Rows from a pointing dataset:
<<<<

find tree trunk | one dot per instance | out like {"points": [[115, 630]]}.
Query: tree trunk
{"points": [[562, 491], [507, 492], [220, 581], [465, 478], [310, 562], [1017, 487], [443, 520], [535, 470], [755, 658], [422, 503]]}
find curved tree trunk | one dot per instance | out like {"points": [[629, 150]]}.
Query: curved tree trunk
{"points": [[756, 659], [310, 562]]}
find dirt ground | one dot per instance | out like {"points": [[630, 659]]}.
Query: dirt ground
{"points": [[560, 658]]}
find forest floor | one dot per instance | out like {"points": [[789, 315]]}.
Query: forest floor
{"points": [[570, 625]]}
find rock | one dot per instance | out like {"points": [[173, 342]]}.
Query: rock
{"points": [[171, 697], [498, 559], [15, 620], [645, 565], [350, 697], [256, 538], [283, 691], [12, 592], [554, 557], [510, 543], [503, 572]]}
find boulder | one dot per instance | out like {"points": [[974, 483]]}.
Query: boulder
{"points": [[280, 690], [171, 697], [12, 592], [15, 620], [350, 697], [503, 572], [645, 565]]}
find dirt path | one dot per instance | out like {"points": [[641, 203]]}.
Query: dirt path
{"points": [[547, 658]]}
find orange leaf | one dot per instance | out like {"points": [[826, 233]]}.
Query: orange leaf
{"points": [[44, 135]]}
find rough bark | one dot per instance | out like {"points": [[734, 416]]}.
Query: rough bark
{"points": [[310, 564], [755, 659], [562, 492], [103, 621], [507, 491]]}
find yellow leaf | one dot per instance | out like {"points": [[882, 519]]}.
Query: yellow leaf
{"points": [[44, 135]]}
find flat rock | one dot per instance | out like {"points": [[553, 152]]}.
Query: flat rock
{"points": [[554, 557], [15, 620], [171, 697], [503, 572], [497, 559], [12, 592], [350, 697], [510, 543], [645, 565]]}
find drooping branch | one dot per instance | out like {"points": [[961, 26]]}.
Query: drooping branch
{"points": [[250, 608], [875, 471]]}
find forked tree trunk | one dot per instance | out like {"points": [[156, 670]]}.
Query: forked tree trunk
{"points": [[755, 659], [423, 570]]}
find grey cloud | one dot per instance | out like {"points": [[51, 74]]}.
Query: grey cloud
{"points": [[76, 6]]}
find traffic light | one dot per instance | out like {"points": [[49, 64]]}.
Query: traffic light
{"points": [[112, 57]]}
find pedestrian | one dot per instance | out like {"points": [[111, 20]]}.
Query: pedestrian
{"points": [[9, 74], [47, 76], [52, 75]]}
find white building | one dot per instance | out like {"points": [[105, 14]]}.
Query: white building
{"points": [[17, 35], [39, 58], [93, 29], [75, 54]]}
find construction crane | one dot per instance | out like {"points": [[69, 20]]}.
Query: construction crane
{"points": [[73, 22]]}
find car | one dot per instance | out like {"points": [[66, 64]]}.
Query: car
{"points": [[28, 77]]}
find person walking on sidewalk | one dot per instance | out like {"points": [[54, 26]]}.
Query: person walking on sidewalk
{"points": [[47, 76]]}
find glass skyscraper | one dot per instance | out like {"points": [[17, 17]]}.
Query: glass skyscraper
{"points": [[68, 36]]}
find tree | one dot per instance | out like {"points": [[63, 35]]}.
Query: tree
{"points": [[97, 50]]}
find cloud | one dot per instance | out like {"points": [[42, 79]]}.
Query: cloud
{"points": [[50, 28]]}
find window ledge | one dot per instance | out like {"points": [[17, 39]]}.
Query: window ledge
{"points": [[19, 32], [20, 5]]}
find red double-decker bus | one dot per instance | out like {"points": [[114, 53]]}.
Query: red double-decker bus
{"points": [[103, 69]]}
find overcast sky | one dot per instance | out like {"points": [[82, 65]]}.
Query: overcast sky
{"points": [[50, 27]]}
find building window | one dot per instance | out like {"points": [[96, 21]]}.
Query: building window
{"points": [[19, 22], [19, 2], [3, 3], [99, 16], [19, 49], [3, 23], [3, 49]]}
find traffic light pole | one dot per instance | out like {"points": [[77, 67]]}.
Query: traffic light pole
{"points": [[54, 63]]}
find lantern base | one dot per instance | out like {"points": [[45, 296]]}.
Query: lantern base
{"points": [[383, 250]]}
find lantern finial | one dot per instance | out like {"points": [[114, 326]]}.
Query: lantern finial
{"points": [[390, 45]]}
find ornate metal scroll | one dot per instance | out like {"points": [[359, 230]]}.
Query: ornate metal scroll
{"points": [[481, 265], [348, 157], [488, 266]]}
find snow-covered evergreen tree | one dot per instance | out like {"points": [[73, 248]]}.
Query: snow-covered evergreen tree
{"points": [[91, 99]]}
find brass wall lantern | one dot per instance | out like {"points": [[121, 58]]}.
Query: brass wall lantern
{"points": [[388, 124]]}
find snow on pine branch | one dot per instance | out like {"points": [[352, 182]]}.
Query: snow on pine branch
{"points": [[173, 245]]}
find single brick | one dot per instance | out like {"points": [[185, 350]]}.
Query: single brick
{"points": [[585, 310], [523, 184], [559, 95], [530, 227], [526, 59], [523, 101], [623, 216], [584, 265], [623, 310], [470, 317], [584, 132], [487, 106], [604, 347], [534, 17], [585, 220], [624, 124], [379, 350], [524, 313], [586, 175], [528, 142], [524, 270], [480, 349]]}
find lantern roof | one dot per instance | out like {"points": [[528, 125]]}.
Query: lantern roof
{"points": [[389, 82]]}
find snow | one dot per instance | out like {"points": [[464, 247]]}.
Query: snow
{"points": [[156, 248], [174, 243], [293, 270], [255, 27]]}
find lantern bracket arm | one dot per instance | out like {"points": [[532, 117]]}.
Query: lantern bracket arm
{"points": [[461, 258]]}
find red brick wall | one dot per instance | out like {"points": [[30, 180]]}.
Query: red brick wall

>>>>

**Task directions**
Give the lines from the one containing "find lantern roof" through the end of the entries again, exactly as written and with no other lines.

**Result for this task**
find lantern roof | one dot per instance | out like {"points": [[528, 125]]}.
Query: lantern roof
{"points": [[389, 82]]}
find snow | one dot per instance | out like {"points": [[464, 247]]}.
Query: snow
{"points": [[156, 248], [174, 243], [293, 270], [255, 27]]}
find lantern bracket arm | one dot per instance | out like {"points": [[532, 117]]}.
Query: lantern bracket arm
{"points": [[461, 258]]}
find red brick wall | one dot per instance | out like {"points": [[30, 180]]}.
Query: red brick wall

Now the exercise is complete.